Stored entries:
════════════════════

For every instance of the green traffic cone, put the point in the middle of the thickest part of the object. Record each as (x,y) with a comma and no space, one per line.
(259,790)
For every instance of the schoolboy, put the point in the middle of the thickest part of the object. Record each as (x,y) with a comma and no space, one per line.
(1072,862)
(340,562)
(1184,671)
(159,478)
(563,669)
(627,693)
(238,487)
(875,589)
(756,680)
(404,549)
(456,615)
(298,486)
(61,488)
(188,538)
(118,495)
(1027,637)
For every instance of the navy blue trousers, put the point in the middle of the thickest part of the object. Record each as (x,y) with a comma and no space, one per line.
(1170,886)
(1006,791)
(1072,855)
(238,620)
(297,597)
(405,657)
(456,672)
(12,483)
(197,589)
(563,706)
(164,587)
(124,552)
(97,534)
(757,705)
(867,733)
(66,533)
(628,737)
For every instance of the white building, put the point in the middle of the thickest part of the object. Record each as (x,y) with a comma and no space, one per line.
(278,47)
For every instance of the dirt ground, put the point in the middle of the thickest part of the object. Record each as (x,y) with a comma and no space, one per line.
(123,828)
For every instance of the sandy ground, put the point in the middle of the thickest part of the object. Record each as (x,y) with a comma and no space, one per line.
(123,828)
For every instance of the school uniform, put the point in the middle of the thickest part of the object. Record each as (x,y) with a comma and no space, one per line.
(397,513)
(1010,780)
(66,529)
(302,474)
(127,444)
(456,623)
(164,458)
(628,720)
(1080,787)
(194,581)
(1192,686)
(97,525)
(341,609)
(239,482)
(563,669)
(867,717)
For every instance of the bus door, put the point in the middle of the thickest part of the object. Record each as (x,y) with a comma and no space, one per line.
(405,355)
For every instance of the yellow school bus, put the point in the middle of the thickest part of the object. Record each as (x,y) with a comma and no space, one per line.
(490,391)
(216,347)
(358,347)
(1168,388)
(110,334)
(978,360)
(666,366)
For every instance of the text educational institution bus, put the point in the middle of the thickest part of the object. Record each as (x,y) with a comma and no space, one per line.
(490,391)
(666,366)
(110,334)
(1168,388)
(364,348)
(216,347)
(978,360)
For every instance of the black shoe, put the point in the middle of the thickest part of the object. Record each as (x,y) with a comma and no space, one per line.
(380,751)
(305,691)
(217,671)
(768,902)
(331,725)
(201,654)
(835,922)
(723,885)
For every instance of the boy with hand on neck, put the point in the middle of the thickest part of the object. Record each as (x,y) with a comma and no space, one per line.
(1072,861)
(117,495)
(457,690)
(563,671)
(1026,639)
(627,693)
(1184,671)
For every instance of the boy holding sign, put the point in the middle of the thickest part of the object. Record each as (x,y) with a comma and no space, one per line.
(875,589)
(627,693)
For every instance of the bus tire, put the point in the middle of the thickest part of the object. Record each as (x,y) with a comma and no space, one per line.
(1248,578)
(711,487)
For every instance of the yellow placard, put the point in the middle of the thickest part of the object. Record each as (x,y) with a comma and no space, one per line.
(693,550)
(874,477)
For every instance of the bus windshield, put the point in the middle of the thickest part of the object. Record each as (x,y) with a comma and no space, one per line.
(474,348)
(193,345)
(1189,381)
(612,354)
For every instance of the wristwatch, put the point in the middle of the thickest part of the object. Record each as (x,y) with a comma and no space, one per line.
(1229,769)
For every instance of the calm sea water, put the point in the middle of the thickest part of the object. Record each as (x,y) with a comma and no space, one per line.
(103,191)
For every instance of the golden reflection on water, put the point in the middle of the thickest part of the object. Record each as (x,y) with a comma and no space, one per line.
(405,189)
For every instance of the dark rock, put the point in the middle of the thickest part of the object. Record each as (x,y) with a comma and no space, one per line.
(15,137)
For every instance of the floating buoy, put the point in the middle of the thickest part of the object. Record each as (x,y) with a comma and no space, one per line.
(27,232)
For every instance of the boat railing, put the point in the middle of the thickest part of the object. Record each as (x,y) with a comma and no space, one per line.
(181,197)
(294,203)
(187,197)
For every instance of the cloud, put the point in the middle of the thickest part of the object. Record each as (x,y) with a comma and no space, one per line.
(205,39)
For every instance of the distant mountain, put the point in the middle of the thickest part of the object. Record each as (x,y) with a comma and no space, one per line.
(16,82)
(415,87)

════════════════════

- DIRECTIONS FOR THIS TASK
Could you reproduce every record above exactly as it appears?

- SOLUTION
For every instance of the green traffic cone, put the point in the middle of the thickest part of the object. Record each as (x,y) with a comma and no space, one per line.
(259,790)
For every instance of the schoolboy, put the point in the middle of the thickest part of the object. Record each as (x,y) with a comma and no space, one per line.
(1072,862)
(340,562)
(1184,671)
(159,478)
(563,669)
(627,693)
(238,487)
(875,589)
(756,680)
(404,549)
(456,615)
(298,486)
(61,488)
(188,538)
(118,495)
(1027,637)
For every instance of the navy blue trousers, put the point in the middle of the thickest part of the object. Record each as (x,y) with a comma and no space, one per line.
(1170,886)
(1006,791)
(1072,855)
(238,620)
(297,597)
(405,657)
(456,672)
(12,483)
(197,589)
(563,706)
(164,587)
(124,552)
(97,534)
(757,705)
(867,733)
(66,533)
(628,737)
For every instance of the white building, put the point in the middle of the thickest part of the object. Record each as (x,y) with a comma and no space, one per line.
(278,47)
For every instance of the dirt ground, put the point in the middle of the thickest part of the object. Record each as (x,y) with a comma and no space, one per line.
(123,828)
For every instance of the sandy ground, put the point in the middle of the thickest part of the object. Record each as (x,y) with a comma and no space, one per line.
(123,828)
For every instance of the school uniform, put the point in the middle of the thickest part of the object. Record each as (x,y) with a comma and no space, one per line.
(397,513)
(1010,780)
(66,529)
(302,474)
(127,444)
(456,623)
(164,458)
(628,720)
(1080,787)
(194,581)
(1192,686)
(97,525)
(341,609)
(239,482)
(563,669)
(867,717)
For every instance of the bus door, put the point in the middle of the thickest part of the object. Record each as (x,y) with a comma and no space, one per line.
(405,355)
For every instance of the yellow school bus, put the point in the middle of the thickest part of the object. Record each as (x,y) with a comma and no space, one per line.
(490,391)
(216,347)
(358,347)
(1168,388)
(110,334)
(978,360)
(666,366)
For every instance of the text educational institution bus, put the point in the middle of the thickest part of the object. Record each as (x,y) with a comma and no space, one per line.
(490,391)
(666,366)
(110,334)
(1168,388)
(364,348)
(216,347)
(978,360)
For every instance of the black shoe, put the point in the middle of the thickest part of the object. Record each as (x,y) with a comma and no space, one per line.
(380,751)
(305,691)
(217,671)
(768,902)
(331,725)
(201,654)
(835,922)
(723,885)
For every instance of the boy with hand on neck, put the point in the middle of the thickest part of the object. Record each as (x,y) with a comma and no space, one per line.
(1072,861)
(117,495)
(457,690)
(563,671)
(1026,639)
(627,693)
(1184,671)
For every instance of the boy holding sign, put the point in the middle of the thickest part of the object. Record each as (x,y) with a comma and no space, one per line.
(875,589)
(627,693)
For every instance of the bus tire, put the point in the middle of the thickest part of the object. Record each as (x,y) with a comma and no space, one per line.
(1248,578)
(711,487)
For every instance of the yellow placard, put the point in the middle of the thickest part of the object. Record each as (x,y) with a comma and no space, one per line.
(693,550)
(874,477)
For every instance of the bus windshield, put the point in the middle of the thickest part of the object. Record each as (x,y) with a comma and no space, one per line.
(474,348)
(193,345)
(1189,381)
(612,354)
For every instance of the wristwatch, put the point in the middle of the thickest part of the object. Record each as (x,y) with a comma and no space, one per line.
(1229,769)
For every instance of the calm sea water, put the point in the middle of the thickest part of the object. Record each as (x,y) with a comma and no space, one per line.
(103,191)
For every instance of the golden reflection on water, put the point in the middle of the thickest part of the object. Record each as (x,y) with a comma and no space, one per line.
(405,189)
For every instance of the dark rock, put the point in the middle of the thickest part of the object. Record each as (x,y) with a comma and no space, one per line.
(15,137)
For every instance of the floating buoy, put the point in the middle of the thickest part of the object. Record each as (x,y) with a comma and no space, one per line.
(27,232)
For every instance of the boat railing, put the point in the middle of the thickest part of the object. Record each as (x,y) with a comma and no space, one per line.
(181,197)
(294,203)
(187,197)
For every instance of the cloud, put the point in the middle of the thickest part of the object. Record each as (x,y) with a comma and no space, one per line.
(205,39)
For every instance of the distant mountain, put the point in the middle of the thickest part of the object. Record each as (x,y) with a comma and no space, one per line.
(16,82)
(415,87)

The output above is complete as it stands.